Celebrating Christmas before Thanksgiving is a debate already; celebrating Christmas before Halloween seems bizarre.
Taylor’s Student Activities Council (SAC) decided to tackle the mission of holding MyGen while also celebrating the long-running tradition of Silent Night, bringing Christmas a couple of months early to the Taylor community.
Going into the planning, SAC members aimed to incorporate Silent Night into their event, hoping to make up for the loss of events that students were already facing in this weird and unusual year. It wasn’t announced that Silent Night would happen until four days before MyGen.
“We didn’t really think it (Silent Night) was going to happen,” said sophomore Nathaniel Boer, a second-year SAC cabinet member. “And so, we were like ‘There’s been so much gone from this year. If we can kind of combine two traditions into one and try to give some semblance of normalcy.’”
Because the event was prefaced with the changes that come with COVID-19, regulations required some problem-solving. Some of those problems included accommodating the large crowds. In order to allow for the most people, SAC created a second show to allow more people access to see the event. The shows were held at 6 p.m. and 9 p.m. on Oct. 24.
Boer, as well as other performers described the aspect of having two shows as weird. Each individual discussed the difference in energy levels between the two show times. The later show sold out days prior to the event, whereas the earlier show had a great deal of extra seats left over.
“I think back to the 6 o’clock show, and that one seemed a little weird,” Boer said. “I think everyone there kind of felt that just because there were so few people there in terms of what we normally have.”
While it was a unique experience of having two shows, Boer predicts that next year’s MyGen will most likely return to the normal routine of having one show at the later time frame.
Even the new accommodations were no match for the excitement that the event ensued for the audience. Both shows filled Rediger Chapel as the Taylor community enjoyed a variety of genres of music. SAC created an atmosphere of excitement and fun.
The night’s performances started out with the 2018 COIN song, ‘Growing Pains,’ moving back into time to songs like Brittany Spears’ 1998 hit, ‘Baby One More Time.’ The groups’ choice of music aimed to cover songs that resemble the current generation of students at Taylor, ranging from 1998 to 2020. The music ranged in genres to create a diverse repertoire.
Outside of the diverse music, performers offered unique performances to the audience through several outlets. Sophomore Israel Smith and his group provided one of these experiences: back-up dancers. Smith closed the show with Beyoncé’s ‘Love on Top.’ The performer discusses how his performance brought some of his favorite memories because of the audience’s reactions.

───

◆ List of tasks:
1: Please reproduce the passage of the MyGen article between "Even the new" and "a diverse repertoire.", inclusive.
2: Answer these from the MyGen article:
(a) At what times were the two shows held on Oct. 24?
(b) How many days before MyGen was it announced that Silent Night would happen?
(c) What song did Israel Smith close the show with?
The lines after this are unrelated to anything asked here.

───

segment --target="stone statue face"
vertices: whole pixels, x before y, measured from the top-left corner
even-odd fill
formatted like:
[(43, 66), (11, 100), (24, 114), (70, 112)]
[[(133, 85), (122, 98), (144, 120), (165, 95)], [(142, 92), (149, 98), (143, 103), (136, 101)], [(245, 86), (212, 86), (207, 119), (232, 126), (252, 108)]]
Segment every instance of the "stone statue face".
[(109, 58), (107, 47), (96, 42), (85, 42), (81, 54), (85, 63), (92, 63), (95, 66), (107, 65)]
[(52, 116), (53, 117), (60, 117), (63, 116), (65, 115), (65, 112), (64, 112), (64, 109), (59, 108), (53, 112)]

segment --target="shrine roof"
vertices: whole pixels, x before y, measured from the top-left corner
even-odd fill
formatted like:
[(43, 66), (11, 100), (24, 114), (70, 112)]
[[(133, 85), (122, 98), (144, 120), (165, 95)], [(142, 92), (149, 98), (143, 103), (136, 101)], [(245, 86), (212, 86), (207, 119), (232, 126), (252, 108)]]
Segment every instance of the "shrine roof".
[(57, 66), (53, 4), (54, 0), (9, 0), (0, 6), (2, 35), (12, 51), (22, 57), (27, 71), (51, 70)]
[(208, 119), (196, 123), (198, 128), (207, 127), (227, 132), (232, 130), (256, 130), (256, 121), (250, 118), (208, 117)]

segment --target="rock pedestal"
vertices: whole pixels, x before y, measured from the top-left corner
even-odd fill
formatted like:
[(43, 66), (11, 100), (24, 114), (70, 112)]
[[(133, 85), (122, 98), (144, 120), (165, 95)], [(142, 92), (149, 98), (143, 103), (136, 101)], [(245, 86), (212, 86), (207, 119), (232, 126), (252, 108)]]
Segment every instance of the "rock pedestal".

───

◆ Solutions to the exercise:
1:
Even the new accommodations were no match for the excitement that the event ensued for the audience. Both shows filled Rediger Chapel as the Taylor community enjoyed a variety of genres of music. SAC created an atmosphere of excitement and fun.
The night’s performances started out with the 2018 COIN song, ‘Growing Pains,’ moving back into time to songs like Brittany Spears’ 1998 hit, ‘Baby One More Time.’ The groups’ choice of music aimed to cover songs that resemble the current generation of students at Taylor, ranging from 1998 to 2020. The music ranged in genres to create a diverse repertoire.

2:
(a) 6 p.m. and 9 p.m.
(b) Four days.
(c) Beyoncé's 'Love on Top.'